- AUFGABENSTELLUNG:
a - Wie lautet der Satz „Mit anderen Mäusen tritt das Problem auch auf, wo sind denn die passenden Einstellungen?“ aus dem Forenthread zum ruckelnden Scrollrad auf Englisch?
b - Was soll man laut spectrumizer im Forenthread zum ruckelnden Scrollrad als Erstes testen?
c - Schreiben Sie aus dem Forenthread zum ruckelnden Scrollrad den Abschnitt von „# Es ruckelt“ bis einschließlich „hab ich keine.“ ab.

- DOKUMENT:
◇ ◇ ◇
# Es ruckelt beim scrollen mit dem Scrollrad



## Blacktempel (17. August 2008)

Hi,

Seit einiger Zeit ruckelt die Seite / Entfernung / whatever wenn ich das mit dem Scrollrad der maus verändern will 
(Es geht etwas hoch dann wieder etwas runter, obwohl ich nur nach unten scrolle z.B.)

Was kann ich da machen?

Technische Daten über die Maus hab ich keine.

MfG Black


----------



## spectrumizer (17. August 2008)

Andere Maus testen. Ist das Problem immernoch -> Einstellungssache. Ist das Problem weg -> Hardwaresache (Wackelkontakt beim Rad vlt).


----------



## Blacktempel (17. August 2008)

spectrumizer schrieb:


> Andere Maus testen. Ist das Problem immernoch -> Einstellungssache. Ist das Problem weg -> Hardwaresache (Wackelkontakt beim Rad vlt).




Mit anderen Mäusen tritt das Problem auch auf, wo sind denn die passenden Einstellungen?
◇ ◇ ◇
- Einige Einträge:
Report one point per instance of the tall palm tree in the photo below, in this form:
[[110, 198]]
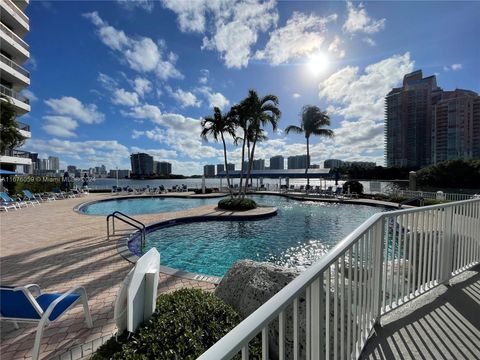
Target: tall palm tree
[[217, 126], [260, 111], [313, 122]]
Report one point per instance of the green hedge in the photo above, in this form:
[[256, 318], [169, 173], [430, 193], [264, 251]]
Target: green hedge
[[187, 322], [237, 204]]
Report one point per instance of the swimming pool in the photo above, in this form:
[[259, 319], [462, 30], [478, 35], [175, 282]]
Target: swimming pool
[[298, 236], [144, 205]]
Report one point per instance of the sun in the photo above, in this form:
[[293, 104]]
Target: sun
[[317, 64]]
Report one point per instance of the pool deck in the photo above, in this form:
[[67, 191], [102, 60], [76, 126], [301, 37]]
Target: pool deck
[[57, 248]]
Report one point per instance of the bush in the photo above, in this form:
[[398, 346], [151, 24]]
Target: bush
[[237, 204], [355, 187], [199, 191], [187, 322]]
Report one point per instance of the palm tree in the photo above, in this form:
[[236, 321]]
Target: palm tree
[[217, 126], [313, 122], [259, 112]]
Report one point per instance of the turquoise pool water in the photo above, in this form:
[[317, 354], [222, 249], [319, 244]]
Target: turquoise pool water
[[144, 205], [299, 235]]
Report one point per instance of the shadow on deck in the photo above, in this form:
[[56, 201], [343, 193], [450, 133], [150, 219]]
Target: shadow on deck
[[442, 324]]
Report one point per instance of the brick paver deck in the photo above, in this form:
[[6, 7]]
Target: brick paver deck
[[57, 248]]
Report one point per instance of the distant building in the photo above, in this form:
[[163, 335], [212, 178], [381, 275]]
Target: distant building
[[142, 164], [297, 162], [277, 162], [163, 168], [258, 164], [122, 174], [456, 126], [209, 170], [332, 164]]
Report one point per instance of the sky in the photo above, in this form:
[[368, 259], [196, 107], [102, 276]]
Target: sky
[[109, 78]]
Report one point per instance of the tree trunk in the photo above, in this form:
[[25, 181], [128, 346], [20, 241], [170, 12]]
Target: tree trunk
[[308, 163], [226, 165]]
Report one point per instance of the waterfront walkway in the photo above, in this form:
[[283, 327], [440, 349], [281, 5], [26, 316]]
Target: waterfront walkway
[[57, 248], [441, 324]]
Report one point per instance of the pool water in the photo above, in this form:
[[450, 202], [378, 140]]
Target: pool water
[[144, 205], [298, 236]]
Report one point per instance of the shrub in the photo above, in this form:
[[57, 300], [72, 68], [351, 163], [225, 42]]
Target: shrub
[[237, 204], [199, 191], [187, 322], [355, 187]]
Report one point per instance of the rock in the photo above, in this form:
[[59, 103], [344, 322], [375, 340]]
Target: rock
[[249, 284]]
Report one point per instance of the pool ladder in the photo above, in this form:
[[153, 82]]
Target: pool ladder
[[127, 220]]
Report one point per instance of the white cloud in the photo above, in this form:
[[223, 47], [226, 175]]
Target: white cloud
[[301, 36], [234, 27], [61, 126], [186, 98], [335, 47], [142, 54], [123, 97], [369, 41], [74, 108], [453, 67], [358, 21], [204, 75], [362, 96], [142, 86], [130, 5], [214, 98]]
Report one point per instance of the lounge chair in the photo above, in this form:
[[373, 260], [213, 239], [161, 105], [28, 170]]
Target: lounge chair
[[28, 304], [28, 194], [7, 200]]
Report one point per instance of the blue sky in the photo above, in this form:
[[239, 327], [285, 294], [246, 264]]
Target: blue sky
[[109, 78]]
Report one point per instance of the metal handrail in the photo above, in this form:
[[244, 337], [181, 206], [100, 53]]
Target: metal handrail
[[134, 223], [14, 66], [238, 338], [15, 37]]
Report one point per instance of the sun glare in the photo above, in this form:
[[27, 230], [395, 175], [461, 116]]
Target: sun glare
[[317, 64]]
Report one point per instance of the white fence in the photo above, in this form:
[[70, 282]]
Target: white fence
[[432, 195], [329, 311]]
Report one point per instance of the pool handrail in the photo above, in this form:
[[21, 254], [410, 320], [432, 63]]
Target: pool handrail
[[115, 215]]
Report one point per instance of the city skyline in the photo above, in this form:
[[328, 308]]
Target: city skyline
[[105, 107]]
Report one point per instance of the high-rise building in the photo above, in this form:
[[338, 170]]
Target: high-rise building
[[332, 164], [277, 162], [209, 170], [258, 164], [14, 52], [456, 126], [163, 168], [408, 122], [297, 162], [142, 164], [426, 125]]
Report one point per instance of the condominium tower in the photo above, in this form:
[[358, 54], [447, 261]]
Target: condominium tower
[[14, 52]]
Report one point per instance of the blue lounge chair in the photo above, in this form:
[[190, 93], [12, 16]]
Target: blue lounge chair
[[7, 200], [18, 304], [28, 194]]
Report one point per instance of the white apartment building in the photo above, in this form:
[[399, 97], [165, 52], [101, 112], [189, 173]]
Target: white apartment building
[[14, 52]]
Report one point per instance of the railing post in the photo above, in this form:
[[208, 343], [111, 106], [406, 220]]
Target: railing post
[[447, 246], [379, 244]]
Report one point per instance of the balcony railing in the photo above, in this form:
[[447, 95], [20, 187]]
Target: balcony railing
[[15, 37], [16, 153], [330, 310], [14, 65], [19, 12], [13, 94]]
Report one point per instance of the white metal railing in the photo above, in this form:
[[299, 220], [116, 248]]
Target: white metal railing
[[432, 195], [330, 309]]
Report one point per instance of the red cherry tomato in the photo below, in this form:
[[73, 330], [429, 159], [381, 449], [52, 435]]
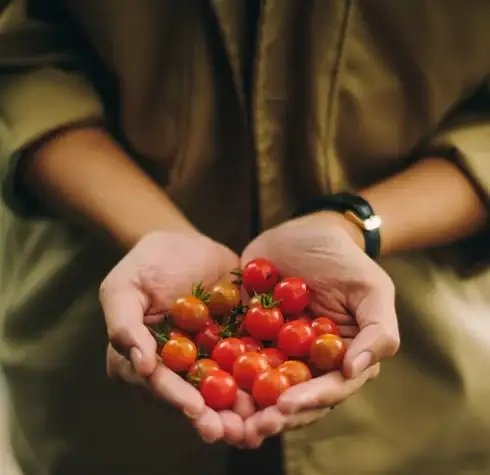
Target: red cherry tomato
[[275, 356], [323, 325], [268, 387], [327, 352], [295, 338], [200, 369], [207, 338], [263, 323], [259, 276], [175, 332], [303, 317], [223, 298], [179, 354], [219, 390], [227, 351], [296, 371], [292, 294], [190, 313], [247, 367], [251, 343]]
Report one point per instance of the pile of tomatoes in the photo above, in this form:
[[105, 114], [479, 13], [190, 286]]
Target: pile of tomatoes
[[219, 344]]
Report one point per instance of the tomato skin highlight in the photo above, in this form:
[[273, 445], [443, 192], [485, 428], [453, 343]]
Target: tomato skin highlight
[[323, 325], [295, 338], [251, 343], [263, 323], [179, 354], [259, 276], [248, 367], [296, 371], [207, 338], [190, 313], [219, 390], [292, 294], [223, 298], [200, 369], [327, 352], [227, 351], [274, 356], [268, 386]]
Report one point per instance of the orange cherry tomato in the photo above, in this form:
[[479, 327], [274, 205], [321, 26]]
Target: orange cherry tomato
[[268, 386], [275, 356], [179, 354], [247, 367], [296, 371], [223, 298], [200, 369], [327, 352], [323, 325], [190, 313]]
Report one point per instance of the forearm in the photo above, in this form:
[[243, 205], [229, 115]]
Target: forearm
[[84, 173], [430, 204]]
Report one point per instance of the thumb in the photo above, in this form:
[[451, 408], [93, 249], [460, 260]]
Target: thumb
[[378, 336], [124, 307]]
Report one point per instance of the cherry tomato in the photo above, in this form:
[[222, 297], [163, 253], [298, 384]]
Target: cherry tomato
◇ ◇ ◇
- LÖSUNGEN JE AUFGABE:
a - The problem also occurs with other mice, so where are the right settings?

b - Eine andere Maus.

c -
# Es ruckelt beim scrollen mit dem Scrollrad



## Blacktempel (17. August 2008)

Hi,

Seit einiger Zeit ruckelt die Seite / Entfernung / whatever wenn ich das mit dem Scrollrad der maus verändern will 
(Es geht etwas hoch dann wieder etwas runter, obwohl ich nur nach unten scrolle z.B.)

Was kann ich da machen?

Technische Daten über die Maus hab ich keine.